Word for word, print out all of the data, omitting every image.

▶ Input:
%%
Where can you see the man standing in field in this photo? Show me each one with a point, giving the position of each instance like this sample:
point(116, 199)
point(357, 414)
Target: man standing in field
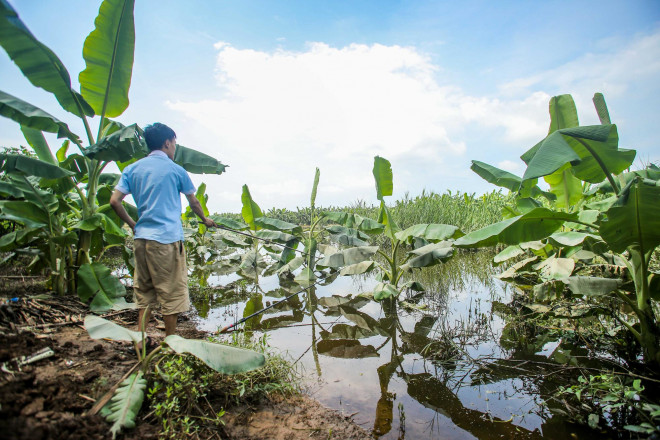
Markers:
point(161, 275)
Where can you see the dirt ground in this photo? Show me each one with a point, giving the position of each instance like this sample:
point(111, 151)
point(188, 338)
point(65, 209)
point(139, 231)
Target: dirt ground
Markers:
point(49, 399)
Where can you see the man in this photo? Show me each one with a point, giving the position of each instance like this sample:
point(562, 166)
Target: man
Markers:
point(161, 275)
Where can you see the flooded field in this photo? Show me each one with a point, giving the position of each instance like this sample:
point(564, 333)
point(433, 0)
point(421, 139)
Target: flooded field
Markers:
point(436, 366)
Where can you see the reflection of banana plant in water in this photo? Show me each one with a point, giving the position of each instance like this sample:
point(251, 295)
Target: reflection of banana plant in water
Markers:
point(599, 211)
%%
▶ Response area:
Where can you see the man standing in field in this photo? Show me each one with a point, giving the position of each instance like this sample:
point(116, 199)
point(357, 414)
Target: man standing in field
Markers:
point(161, 275)
Where can you see the dirt ground in this photo? Show me each one with a point, giving the position of each instance like this sample:
point(111, 151)
point(188, 338)
point(65, 209)
point(139, 231)
Target: dirt ground
Markers:
point(49, 399)
Where can you see the man in this photo? Show me each one with a point, giving the position of each instance like this sample:
point(562, 166)
Target: man
Markers:
point(161, 275)
Where can you see the flooded field in this photo? Show me each one with a point, giving the position of each instance like this sample:
point(564, 333)
point(433, 0)
point(421, 139)
Target: flooded field
Markers:
point(436, 366)
Where can you see the reflection of banana plant in water in this photo? Show me each one with a point, giving the position of each instance like this sample:
point(251, 295)
Target: reflection of banana plant in water
Markers:
point(599, 211)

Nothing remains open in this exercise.